> Instruction a:
Count the lines in the records that contain the string "golden", treating case as significant. Give only the number.

> Document passage:
----------

Though it should be noted that Arendt pointedly denies coming from the "German Left," it is her response to the accusation of not loving "one's own" that is really provocative:
You are quite right - I am not moved by any "love" of this sort, and for two reasons: I have never in my life "loved" any people or collective - neither the German people, nor the French, nor the American, nor the working class or anything of that sort. I indeed love "only" my friends and the only kind of love I know of and believe in is the love of persons.
Secondly, this "love of the Jews" would appear to me, since I am myself Jewish, as something rather suspect. I cannot love myself or anything which I know is part and parcel of my own person. To clarify this, let me tell you of a conversation I had in Israel with a prominent political personality who was defending the - in my opinion disastrous - non- separation of religion and state in Israel. What he said - I am not sure of the exact words any more - ran something like this: "You will understand that, as a Socialist, I, of course, do not believe in God; I believe in the Jewish people." I found this a shocking statement and, being too shocked, I did not reply at the time. But I could have answered: the greatness of this people was once that it believed in God, and believed in Him in such a way that its trust and love towards Him was greater than its fear. And now this people only believes in itself? What good can come out of that? - Well, in this sense I do not "love" the Jews, nor do I "believe" in them; I merely belong to them as a matter of course, beyond dispute or argument.

----------

> Information supplied:
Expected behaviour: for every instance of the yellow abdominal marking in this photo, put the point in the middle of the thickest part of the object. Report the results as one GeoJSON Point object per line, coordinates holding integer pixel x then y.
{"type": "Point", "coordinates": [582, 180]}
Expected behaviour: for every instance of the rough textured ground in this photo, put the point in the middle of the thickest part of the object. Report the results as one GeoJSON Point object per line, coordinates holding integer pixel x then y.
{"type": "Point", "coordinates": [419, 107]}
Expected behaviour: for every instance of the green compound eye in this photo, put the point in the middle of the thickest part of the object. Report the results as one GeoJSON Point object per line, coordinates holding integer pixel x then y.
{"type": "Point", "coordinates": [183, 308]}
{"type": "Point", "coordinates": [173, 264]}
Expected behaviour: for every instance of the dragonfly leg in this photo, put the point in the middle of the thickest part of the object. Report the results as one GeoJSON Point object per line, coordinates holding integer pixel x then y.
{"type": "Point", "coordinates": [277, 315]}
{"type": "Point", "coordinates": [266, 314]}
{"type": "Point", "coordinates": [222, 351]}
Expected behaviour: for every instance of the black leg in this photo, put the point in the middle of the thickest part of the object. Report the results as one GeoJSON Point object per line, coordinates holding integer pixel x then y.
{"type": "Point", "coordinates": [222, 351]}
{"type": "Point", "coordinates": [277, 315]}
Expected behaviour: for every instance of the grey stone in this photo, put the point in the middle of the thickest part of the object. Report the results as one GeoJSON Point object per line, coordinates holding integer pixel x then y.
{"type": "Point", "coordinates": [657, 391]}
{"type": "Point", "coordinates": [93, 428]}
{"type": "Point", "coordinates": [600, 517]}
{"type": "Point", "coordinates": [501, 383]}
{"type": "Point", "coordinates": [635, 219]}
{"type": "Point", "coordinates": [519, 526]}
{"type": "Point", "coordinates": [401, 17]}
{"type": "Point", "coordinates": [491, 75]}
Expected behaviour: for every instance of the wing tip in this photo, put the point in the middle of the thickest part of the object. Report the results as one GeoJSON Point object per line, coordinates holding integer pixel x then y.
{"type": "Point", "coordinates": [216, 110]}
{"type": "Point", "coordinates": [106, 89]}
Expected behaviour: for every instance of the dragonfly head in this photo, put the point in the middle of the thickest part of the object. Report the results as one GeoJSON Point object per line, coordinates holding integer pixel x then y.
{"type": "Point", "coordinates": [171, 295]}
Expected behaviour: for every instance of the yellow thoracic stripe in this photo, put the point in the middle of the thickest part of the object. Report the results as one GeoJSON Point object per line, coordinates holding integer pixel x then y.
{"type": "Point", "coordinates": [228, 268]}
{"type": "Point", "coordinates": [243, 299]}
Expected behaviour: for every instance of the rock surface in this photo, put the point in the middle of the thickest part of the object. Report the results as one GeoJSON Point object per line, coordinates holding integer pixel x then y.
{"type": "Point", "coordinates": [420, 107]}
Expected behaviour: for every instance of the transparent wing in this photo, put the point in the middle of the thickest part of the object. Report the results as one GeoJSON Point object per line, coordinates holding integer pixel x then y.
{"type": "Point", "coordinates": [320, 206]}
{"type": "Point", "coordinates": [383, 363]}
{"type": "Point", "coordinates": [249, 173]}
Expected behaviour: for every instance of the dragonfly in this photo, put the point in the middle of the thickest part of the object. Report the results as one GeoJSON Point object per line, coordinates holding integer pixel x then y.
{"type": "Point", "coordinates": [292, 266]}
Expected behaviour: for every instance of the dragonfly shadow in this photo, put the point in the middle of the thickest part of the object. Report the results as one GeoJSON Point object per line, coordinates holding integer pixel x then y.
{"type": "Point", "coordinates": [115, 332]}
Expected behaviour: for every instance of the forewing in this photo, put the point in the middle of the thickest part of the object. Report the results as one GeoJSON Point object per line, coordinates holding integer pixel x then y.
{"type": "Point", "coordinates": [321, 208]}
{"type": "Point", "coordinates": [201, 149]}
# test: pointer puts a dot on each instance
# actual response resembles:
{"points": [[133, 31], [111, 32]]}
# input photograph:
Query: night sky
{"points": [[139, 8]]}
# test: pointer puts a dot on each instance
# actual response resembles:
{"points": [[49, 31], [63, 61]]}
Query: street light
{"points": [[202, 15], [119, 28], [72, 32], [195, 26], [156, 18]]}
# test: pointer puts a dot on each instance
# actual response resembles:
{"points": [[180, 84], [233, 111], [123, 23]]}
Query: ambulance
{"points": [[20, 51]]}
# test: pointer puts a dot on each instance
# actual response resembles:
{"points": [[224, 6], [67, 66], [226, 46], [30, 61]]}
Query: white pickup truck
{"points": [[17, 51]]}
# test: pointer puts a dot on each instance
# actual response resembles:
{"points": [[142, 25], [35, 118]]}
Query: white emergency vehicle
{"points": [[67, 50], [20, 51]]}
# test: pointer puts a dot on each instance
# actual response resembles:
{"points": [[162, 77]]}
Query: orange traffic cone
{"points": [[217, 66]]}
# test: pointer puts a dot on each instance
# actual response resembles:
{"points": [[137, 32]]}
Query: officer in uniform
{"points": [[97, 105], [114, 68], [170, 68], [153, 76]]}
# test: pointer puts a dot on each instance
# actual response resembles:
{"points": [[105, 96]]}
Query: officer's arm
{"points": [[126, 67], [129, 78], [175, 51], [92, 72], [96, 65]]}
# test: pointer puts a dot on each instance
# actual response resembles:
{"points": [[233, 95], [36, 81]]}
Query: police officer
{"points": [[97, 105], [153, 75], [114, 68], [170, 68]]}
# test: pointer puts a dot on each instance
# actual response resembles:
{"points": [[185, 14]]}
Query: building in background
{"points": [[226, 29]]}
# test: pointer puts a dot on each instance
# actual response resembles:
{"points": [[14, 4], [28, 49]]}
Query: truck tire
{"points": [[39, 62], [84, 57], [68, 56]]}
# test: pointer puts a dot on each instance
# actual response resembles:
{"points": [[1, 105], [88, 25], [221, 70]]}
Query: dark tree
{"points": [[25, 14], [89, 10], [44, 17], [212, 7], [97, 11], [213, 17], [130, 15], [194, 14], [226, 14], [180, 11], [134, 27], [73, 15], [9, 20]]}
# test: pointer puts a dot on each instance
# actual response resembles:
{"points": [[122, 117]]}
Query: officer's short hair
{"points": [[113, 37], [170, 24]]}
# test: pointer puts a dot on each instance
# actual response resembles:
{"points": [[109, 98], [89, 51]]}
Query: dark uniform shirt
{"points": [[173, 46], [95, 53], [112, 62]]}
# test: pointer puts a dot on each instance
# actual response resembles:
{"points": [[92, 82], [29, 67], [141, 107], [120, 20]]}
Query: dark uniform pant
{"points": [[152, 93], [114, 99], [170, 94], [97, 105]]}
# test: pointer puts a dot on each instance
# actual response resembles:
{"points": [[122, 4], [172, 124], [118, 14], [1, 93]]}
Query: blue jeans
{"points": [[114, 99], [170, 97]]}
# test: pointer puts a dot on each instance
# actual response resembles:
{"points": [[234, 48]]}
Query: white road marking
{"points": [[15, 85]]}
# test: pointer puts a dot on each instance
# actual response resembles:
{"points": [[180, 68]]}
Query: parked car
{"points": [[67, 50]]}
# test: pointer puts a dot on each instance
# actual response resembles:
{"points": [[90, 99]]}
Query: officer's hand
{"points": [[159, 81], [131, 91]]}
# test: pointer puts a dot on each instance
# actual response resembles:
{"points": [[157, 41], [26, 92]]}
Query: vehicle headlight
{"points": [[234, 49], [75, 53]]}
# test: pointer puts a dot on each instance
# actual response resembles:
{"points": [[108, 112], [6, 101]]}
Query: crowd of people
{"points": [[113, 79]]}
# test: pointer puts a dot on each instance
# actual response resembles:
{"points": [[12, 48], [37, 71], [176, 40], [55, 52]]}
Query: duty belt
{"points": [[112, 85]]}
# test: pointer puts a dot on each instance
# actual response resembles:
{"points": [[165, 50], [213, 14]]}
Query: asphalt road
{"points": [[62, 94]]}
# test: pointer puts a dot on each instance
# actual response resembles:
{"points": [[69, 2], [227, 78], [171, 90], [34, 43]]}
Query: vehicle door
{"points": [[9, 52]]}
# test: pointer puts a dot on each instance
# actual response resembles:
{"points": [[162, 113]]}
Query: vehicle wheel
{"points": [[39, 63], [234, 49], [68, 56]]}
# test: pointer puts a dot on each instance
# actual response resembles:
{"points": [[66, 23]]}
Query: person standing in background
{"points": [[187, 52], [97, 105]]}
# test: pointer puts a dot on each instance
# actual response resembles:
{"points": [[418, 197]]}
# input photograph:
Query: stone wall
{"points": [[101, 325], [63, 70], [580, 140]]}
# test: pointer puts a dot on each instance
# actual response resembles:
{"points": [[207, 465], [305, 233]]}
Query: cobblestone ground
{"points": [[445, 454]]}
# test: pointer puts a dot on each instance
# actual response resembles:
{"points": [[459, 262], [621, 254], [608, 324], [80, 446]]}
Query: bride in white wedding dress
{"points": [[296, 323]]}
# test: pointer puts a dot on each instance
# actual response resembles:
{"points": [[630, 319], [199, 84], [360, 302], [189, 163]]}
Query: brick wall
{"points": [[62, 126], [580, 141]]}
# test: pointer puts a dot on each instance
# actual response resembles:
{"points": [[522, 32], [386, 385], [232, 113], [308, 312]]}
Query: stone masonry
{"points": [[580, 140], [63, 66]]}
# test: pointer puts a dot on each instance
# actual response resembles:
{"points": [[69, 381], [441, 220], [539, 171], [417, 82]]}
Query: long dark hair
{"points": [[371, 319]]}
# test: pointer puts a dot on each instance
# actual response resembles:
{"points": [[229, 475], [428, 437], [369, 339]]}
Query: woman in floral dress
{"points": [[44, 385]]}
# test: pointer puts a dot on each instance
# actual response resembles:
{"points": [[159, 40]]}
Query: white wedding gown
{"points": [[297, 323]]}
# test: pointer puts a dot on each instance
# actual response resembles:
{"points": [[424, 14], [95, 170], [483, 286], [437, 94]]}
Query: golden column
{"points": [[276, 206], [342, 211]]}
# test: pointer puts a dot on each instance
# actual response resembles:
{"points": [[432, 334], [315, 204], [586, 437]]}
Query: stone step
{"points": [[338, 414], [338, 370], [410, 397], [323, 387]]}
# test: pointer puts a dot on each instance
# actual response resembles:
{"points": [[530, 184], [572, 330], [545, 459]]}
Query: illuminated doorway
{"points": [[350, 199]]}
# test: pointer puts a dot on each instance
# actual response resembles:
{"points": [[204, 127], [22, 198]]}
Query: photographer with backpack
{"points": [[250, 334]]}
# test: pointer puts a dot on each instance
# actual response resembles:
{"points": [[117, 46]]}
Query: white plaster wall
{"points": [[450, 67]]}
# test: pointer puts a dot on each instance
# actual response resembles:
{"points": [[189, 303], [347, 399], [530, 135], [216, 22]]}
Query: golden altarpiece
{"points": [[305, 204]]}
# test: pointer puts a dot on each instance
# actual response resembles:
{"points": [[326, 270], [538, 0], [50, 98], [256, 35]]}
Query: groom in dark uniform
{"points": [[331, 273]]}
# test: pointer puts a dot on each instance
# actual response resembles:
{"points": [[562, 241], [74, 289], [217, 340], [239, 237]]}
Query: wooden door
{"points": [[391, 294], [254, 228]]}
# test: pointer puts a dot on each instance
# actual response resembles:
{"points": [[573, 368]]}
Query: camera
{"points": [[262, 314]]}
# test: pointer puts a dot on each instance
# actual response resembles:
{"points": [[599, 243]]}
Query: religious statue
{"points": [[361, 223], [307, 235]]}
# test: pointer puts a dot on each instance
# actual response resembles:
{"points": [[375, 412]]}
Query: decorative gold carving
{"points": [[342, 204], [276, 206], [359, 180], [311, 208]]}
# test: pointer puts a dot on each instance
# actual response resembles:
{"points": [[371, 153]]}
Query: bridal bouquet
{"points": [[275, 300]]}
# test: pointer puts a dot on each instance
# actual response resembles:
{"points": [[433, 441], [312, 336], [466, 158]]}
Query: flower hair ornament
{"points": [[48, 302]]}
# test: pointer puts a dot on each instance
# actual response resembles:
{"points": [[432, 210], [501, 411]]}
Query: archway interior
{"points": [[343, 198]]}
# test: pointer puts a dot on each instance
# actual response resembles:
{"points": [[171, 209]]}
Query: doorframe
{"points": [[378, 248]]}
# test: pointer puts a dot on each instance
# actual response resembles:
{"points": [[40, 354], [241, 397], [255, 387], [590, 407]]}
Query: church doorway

----------

> Instruction b:
Answer these questions about the Arendt passage:
(i) What does Arendt pointedly deny coming from?
(ii) What is the only kind of love she says she knows of and believes in?
(iii) In what country did her conversation with the prominent political personality take place?

> Solution a:
2

> Solution b:
(i) The "German Left."
(ii) The love of persons.
(iii) Israel.